▶ WRITTEN INSTRUCTION: Could you write out again every line in full, starting with the line that contains "of the white" and going on through the line that contains "[931,302,956,592]", but shift each bounding-box coordinate up by 18?

▶ RECORDS TO USE:
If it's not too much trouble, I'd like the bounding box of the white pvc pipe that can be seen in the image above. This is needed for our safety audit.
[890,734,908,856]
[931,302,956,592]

--

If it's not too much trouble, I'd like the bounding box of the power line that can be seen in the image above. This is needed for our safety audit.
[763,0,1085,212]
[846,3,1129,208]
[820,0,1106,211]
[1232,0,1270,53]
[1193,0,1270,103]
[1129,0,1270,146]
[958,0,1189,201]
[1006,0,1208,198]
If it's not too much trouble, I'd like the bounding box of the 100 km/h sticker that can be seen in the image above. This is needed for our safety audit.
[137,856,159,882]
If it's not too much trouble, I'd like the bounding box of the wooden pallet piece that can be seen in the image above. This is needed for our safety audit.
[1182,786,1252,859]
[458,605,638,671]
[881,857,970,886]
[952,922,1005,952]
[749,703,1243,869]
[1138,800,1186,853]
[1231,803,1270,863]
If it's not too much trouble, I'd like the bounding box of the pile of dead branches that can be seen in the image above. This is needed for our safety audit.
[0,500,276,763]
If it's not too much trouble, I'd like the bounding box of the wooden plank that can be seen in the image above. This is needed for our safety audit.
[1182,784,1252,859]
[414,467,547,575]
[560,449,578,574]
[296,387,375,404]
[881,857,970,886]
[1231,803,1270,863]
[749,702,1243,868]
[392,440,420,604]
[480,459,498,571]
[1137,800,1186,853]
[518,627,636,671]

▶ CORRECT RESULT:
If it's not too much trouble, I'd like the bounding box of the white pvc pipe that can be seen in the image above. This is needed for our safety audit.
[908,752,926,874]
[949,320,974,610]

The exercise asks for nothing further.